**O que fazer**
Copie do trecho escolhido, abaixo, tudo o que vai de "Parece, no entanto, que" até "pelo observador selenita.", sem mudar nenhuma palavra.

**Trecho escolhido**
Parece, no entanto, que não precisamos necessariamente nos colocar na posição do Demiurgo, para de cima do Universo, enxergar deiformemente a nossa pequenez. Basta imaginar estarmos um pouco acima, na Lua, olhando para os oceanos que cobrem nosso planeta, e veremos a pequena porção de água do Universo, de onde rastejamos sobre a lama antes de nos tornarmos os macacos eretos e altivos que somos. Curiosamente, daqui de cima, não consigo ver o ínfimo infeliz que teve de desbastar, medroso, o que já lhe havia sido presenteado em priscas eras, apenas para matar sua fome. E não é só de comida essa fome, dizem, é de diversão, de arte e de balé. Fato é que essa fome está ancorada num oceano invisível, ainda maior do que os admirados pelo observador selenita.

**Material fornecido**
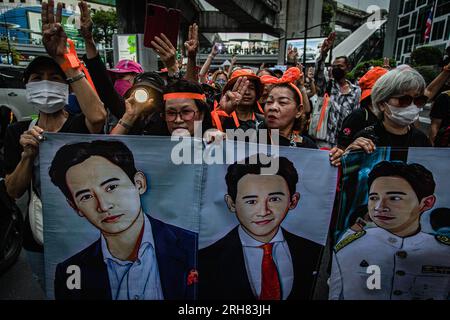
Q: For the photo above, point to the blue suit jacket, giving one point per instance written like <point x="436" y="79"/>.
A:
<point x="176" y="251"/>
<point x="223" y="275"/>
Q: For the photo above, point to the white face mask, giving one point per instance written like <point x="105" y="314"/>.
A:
<point x="48" y="96"/>
<point x="404" y="116"/>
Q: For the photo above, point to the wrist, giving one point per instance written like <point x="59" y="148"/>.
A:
<point x="27" y="157"/>
<point x="72" y="73"/>
<point x="89" y="41"/>
<point x="129" y="118"/>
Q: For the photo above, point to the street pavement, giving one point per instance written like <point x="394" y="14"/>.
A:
<point x="18" y="283"/>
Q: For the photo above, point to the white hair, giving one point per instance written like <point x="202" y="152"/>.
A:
<point x="397" y="82"/>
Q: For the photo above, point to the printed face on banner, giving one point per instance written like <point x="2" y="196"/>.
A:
<point x="393" y="205"/>
<point x="394" y="210"/>
<point x="263" y="223"/>
<point x="261" y="205"/>
<point x="119" y="226"/>
<point x="104" y="194"/>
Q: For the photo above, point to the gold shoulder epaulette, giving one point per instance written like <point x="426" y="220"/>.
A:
<point x="443" y="239"/>
<point x="345" y="242"/>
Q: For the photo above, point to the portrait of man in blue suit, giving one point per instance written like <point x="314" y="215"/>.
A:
<point x="259" y="259"/>
<point x="136" y="257"/>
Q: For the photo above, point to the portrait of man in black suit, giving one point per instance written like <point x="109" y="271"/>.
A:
<point x="136" y="257"/>
<point x="259" y="259"/>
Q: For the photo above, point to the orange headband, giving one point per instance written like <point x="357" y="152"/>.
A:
<point x="184" y="95"/>
<point x="289" y="77"/>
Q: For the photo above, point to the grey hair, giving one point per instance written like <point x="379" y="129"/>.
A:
<point x="396" y="82"/>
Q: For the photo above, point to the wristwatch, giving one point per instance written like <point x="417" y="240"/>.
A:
<point x="76" y="78"/>
<point x="175" y="75"/>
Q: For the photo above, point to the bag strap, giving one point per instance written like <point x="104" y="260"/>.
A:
<point x="33" y="123"/>
<point x="326" y="99"/>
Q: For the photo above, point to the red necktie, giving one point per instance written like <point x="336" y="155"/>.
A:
<point x="270" y="283"/>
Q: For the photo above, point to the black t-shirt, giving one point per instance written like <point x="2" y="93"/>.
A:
<point x="13" y="153"/>
<point x="382" y="138"/>
<point x="441" y="110"/>
<point x="229" y="124"/>
<point x="358" y="120"/>
<point x="302" y="141"/>
<point x="305" y="142"/>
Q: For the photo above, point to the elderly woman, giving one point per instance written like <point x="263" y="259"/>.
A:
<point x="47" y="89"/>
<point x="184" y="104"/>
<point x="398" y="97"/>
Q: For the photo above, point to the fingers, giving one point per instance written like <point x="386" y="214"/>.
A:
<point x="131" y="100"/>
<point x="195" y="32"/>
<point x="237" y="84"/>
<point x="51" y="10"/>
<point x="244" y="86"/>
<point x="44" y="13"/>
<point x="58" y="13"/>
<point x="190" y="32"/>
<point x="28" y="141"/>
<point x="167" y="42"/>
<point x="362" y="144"/>
<point x="335" y="156"/>
<point x="83" y="9"/>
<point x="162" y="44"/>
<point x="37" y="132"/>
<point x="158" y="48"/>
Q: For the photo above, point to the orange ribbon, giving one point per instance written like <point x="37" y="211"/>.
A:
<point x="289" y="77"/>
<point x="184" y="95"/>
<point x="73" y="62"/>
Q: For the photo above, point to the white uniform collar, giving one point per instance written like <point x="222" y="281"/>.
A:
<point x="396" y="241"/>
<point x="248" y="241"/>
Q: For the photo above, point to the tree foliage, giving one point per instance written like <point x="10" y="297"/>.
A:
<point x="364" y="66"/>
<point x="4" y="51"/>
<point x="105" y="26"/>
<point x="426" y="56"/>
<point x="328" y="12"/>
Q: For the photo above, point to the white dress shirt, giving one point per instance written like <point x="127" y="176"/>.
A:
<point x="253" y="256"/>
<point x="416" y="267"/>
<point x="135" y="280"/>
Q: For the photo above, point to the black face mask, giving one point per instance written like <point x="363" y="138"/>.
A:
<point x="338" y="74"/>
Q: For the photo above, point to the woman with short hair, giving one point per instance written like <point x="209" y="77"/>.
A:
<point x="398" y="97"/>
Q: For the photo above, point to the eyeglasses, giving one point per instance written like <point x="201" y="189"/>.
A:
<point x="186" y="115"/>
<point x="405" y="101"/>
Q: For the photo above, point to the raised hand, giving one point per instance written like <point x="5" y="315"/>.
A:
<point x="86" y="23"/>
<point x="134" y="109"/>
<point x="215" y="50"/>
<point x="30" y="141"/>
<point x="387" y="63"/>
<point x="231" y="99"/>
<point x="310" y="73"/>
<point x="328" y="43"/>
<point x="165" y="49"/>
<point x="362" y="144"/>
<point x="233" y="60"/>
<point x="53" y="35"/>
<point x="192" y="44"/>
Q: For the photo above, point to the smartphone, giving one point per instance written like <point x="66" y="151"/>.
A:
<point x="159" y="19"/>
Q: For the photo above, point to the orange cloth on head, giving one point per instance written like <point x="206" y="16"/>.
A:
<point x="367" y="82"/>
<point x="289" y="77"/>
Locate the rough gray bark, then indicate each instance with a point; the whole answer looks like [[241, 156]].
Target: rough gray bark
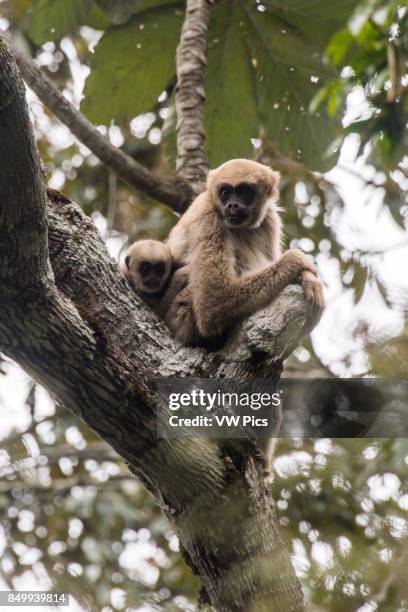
[[176, 192], [191, 62], [86, 337]]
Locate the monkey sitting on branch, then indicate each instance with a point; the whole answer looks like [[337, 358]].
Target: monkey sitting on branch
[[229, 241]]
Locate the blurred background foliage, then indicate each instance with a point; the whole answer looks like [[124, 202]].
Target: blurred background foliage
[[318, 90]]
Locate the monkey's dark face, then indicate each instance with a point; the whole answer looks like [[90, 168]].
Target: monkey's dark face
[[151, 274], [237, 202], [242, 191], [148, 265]]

**Sua resposta**
Parece, no entanto, que não precisamos necessariamente nos colocar na posição do Demiurgo, para de cima do Universo, enxergar deiformemente a nossa pequenez. Basta imaginar estarmos um pouco acima, na Lua, olhando para os oceanos que cobrem nosso planeta, e veremos a pequena porção de água do Universo, de onde rastejamos sobre a lama antes de nos tornarmos os macacos eretos e altivos que somos. Curiosamente, daqui de cima, não consigo ver o ínfimo infeliz que teve de desbastar, medroso, o que já lhe havia sido presenteado em priscas eras, apenas para matar sua fome. E não é só de comida essa fome, dizem, é de diversão, de arte e de balé. Fato é que essa fome está ancorada num oceano invisível, ainda maior do que os admirados pelo observador selenita.